> **WHAT YOU ARE ASKED TO DO**
Edit the part of the items that opens with the line containing "Box every winding road you can see." and closes with the line containing "[0,41,23,92]", replacing "you can see" with "visible in the image" and leaving everything else as it is. Give only that part, without the pictures.

> **SUPPLIED MATERIAL**
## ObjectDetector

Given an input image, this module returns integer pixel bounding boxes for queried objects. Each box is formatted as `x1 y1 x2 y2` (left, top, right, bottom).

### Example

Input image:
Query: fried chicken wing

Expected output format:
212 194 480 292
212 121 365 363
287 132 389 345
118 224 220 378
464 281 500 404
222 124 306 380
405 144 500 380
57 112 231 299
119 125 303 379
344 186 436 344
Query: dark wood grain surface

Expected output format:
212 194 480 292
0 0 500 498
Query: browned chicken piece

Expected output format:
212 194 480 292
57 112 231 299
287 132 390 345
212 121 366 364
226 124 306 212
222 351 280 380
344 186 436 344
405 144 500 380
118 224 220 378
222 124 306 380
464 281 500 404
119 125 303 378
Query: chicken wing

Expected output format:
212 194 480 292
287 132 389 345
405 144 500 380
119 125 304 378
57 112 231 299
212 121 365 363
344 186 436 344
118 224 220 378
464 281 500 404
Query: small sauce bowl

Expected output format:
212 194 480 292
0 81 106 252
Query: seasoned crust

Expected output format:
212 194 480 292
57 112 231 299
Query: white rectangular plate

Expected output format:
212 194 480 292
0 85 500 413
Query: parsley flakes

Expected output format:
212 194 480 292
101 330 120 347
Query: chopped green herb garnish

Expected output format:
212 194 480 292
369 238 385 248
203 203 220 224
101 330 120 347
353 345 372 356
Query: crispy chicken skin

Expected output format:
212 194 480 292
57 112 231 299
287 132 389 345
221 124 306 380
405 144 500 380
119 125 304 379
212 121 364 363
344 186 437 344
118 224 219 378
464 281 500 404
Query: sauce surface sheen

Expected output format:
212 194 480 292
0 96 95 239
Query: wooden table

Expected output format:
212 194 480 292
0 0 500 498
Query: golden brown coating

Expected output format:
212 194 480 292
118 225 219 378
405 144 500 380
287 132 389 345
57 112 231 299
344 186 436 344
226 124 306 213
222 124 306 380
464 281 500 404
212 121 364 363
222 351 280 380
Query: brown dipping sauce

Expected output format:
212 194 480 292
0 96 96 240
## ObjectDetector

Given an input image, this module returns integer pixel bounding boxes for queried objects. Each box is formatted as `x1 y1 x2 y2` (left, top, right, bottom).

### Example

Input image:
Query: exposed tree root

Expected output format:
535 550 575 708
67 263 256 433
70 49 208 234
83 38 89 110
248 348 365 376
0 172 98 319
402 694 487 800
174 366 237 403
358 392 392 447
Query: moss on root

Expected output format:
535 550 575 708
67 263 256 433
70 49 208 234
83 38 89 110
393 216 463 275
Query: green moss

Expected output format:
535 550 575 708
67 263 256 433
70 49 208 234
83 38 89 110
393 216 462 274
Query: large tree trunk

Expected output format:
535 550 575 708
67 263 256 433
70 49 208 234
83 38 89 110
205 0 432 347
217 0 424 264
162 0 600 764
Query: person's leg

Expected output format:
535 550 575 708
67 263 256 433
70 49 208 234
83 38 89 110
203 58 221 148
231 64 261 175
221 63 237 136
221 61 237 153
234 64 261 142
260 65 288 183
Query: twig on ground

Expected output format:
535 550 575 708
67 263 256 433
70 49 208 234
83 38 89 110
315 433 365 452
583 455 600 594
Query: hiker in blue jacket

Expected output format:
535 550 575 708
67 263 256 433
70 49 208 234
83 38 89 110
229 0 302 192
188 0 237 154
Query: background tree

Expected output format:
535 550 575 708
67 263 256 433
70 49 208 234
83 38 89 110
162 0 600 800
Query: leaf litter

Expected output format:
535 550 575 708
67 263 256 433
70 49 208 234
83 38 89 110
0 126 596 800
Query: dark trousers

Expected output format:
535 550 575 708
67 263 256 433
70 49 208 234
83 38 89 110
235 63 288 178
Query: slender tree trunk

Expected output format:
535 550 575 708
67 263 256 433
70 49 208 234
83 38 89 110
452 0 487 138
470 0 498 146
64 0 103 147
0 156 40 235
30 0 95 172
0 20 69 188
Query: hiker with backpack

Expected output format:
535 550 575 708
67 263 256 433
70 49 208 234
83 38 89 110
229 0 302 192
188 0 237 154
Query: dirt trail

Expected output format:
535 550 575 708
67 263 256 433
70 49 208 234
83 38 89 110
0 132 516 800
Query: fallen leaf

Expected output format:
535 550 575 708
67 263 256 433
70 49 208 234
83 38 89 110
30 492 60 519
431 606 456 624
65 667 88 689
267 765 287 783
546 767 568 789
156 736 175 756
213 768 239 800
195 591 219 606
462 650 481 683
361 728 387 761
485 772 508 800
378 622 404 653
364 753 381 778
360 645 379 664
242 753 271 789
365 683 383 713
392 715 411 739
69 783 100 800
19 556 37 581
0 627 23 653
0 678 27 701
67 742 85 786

---

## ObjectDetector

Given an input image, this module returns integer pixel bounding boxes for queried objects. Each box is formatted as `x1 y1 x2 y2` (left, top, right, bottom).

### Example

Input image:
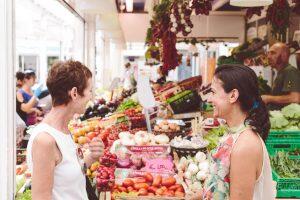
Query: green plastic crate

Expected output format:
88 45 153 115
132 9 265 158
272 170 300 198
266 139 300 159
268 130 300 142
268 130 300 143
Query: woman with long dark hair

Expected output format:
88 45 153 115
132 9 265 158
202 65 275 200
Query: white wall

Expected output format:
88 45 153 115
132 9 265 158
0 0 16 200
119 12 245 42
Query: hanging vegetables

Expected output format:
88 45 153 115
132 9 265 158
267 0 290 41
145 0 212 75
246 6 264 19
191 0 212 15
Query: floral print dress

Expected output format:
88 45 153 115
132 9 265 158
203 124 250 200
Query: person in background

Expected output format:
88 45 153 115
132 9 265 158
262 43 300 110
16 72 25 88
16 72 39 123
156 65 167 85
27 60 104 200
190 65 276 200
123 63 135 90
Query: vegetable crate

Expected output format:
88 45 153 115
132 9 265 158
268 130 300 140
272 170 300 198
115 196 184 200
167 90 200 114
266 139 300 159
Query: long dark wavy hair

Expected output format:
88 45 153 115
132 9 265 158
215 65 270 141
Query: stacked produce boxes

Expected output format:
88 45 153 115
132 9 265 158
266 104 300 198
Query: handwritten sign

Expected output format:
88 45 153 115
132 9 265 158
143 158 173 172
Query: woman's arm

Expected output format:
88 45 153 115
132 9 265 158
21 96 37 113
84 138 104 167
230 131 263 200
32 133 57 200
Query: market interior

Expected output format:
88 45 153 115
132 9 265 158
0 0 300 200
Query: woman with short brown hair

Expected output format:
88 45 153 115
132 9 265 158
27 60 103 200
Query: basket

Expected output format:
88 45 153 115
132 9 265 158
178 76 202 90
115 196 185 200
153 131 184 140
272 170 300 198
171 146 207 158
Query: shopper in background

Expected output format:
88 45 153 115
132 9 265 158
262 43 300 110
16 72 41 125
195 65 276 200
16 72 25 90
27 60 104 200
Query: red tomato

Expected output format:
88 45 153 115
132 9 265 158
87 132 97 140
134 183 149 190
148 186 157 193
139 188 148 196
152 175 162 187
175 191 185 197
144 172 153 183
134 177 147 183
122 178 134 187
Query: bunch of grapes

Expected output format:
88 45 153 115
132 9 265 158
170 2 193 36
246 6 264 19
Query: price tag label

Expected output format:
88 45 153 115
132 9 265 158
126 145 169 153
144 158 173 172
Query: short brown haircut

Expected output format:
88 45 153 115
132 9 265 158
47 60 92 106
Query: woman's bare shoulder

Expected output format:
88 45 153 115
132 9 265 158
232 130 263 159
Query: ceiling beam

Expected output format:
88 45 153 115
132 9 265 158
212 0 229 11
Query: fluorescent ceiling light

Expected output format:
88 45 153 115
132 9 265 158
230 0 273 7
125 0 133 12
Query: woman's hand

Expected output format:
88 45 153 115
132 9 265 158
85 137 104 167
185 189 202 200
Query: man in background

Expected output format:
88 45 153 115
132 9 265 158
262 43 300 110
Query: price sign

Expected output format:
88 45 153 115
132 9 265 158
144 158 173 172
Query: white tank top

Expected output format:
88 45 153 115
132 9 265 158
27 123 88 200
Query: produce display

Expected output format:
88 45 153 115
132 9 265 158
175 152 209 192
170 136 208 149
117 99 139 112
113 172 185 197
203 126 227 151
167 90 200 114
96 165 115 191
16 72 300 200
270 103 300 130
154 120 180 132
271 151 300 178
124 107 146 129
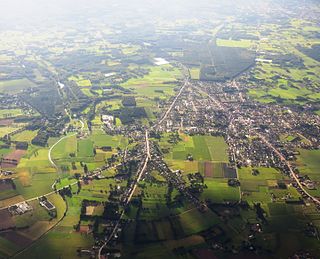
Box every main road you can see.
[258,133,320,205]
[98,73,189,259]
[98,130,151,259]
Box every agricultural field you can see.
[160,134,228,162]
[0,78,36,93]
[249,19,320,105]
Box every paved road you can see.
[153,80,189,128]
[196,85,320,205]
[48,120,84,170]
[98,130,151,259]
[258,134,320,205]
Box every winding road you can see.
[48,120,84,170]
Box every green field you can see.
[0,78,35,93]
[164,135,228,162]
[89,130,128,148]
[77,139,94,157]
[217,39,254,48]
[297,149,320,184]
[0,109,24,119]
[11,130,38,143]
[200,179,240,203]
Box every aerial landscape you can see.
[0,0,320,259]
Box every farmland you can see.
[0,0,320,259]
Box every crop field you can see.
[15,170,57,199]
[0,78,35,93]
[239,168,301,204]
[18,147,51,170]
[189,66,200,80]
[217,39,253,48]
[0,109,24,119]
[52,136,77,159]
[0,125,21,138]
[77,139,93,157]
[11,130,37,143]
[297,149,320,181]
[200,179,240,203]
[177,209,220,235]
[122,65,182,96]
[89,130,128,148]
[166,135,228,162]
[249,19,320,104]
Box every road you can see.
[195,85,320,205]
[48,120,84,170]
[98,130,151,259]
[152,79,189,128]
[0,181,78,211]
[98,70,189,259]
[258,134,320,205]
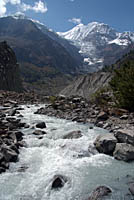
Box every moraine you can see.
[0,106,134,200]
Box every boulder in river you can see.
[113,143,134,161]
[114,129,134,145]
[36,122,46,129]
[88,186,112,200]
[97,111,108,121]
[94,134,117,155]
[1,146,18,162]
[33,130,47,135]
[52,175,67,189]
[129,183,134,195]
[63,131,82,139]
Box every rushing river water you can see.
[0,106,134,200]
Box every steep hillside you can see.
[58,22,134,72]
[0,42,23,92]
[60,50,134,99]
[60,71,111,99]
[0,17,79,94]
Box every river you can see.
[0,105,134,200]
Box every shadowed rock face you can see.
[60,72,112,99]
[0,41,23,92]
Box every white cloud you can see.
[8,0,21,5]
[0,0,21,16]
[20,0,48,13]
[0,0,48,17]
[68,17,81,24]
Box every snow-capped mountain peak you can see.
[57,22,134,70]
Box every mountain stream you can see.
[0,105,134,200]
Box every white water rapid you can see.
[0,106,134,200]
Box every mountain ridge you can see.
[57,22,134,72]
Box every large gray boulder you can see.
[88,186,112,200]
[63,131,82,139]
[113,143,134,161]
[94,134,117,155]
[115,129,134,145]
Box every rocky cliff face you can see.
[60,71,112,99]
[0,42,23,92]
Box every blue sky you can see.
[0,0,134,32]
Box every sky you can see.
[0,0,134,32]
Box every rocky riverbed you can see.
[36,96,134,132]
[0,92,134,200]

> **WRITTEN RESPONSE**
Box every winding road visible in the image.
[48,120,84,170]
Box every green field visible in the image.
[0,78,35,93]
[164,135,228,162]
[89,130,128,148]
[77,139,94,157]
[217,39,254,48]
[297,149,320,184]
[0,109,24,119]
[11,130,38,143]
[200,179,240,203]
Box every aerial landscape visible in the image.
[0,0,320,259]
Box every farmland visible in the image.
[0,0,320,259]
Box every crop field visible in the image.
[15,170,57,199]
[0,78,35,93]
[239,168,301,204]
[18,147,51,170]
[189,66,200,80]
[217,39,253,48]
[0,109,24,119]
[52,136,77,159]
[0,125,21,138]
[77,139,93,157]
[11,130,37,143]
[297,149,320,181]
[200,179,240,203]
[177,209,220,235]
[122,65,182,96]
[89,130,128,148]
[166,135,228,162]
[249,19,320,104]
Box every road visible in the image.
[195,85,320,205]
[48,120,84,170]
[98,130,151,259]
[152,79,189,128]
[0,181,78,211]
[98,70,189,259]
[258,134,320,205]
Box every moraine visible in the image.
[0,106,134,200]
Box every boulder in river visible in the image.
[113,143,134,161]
[114,129,134,145]
[36,122,46,129]
[88,186,112,200]
[97,111,108,121]
[94,134,117,155]
[1,146,18,162]
[33,130,47,135]
[52,175,67,189]
[129,183,134,195]
[63,131,82,139]
Box every rushing river water visible in the image.
[0,106,134,200]
Box every steep hillside visible in the image.
[58,22,134,72]
[0,42,23,92]
[60,50,134,99]
[60,71,111,99]
[0,17,79,94]
Box every river visible in the image.
[0,105,134,200]
Box every shadowed rock face visible in the image.
[60,72,112,99]
[0,41,23,92]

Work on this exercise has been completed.